### Goal of the exercise:
How many lines of the listing below contain the string "injured", counting only matches with the same case? Give the number alone.

### Dataset records:
··········

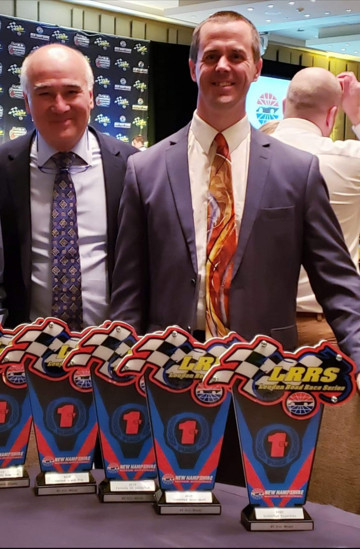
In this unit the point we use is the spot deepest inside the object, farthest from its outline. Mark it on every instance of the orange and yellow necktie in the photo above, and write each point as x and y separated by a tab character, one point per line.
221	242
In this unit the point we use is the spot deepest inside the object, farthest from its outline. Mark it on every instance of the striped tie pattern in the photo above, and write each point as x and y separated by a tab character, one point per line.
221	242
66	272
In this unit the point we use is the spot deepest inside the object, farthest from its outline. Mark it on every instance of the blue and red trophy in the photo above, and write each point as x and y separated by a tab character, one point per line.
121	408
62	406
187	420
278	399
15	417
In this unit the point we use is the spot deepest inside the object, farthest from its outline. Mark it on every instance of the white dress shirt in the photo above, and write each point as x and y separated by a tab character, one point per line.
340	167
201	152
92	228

··········

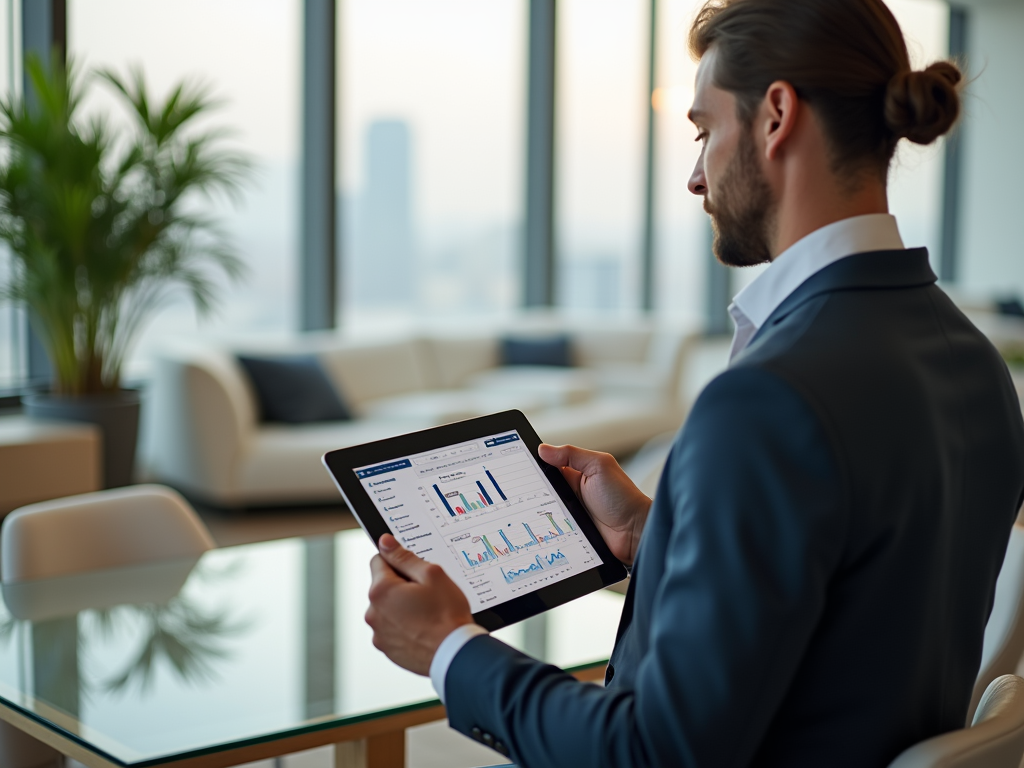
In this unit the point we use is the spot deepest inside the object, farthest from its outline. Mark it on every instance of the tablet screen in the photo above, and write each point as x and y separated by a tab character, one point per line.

··········

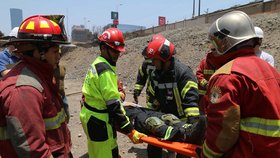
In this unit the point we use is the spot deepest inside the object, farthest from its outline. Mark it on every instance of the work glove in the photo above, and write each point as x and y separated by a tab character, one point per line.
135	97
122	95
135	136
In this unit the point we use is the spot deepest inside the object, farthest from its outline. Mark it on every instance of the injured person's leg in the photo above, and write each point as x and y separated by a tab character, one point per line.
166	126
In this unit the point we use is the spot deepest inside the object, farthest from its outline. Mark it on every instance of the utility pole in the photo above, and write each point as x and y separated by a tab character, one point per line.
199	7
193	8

··········

### Right answer:
1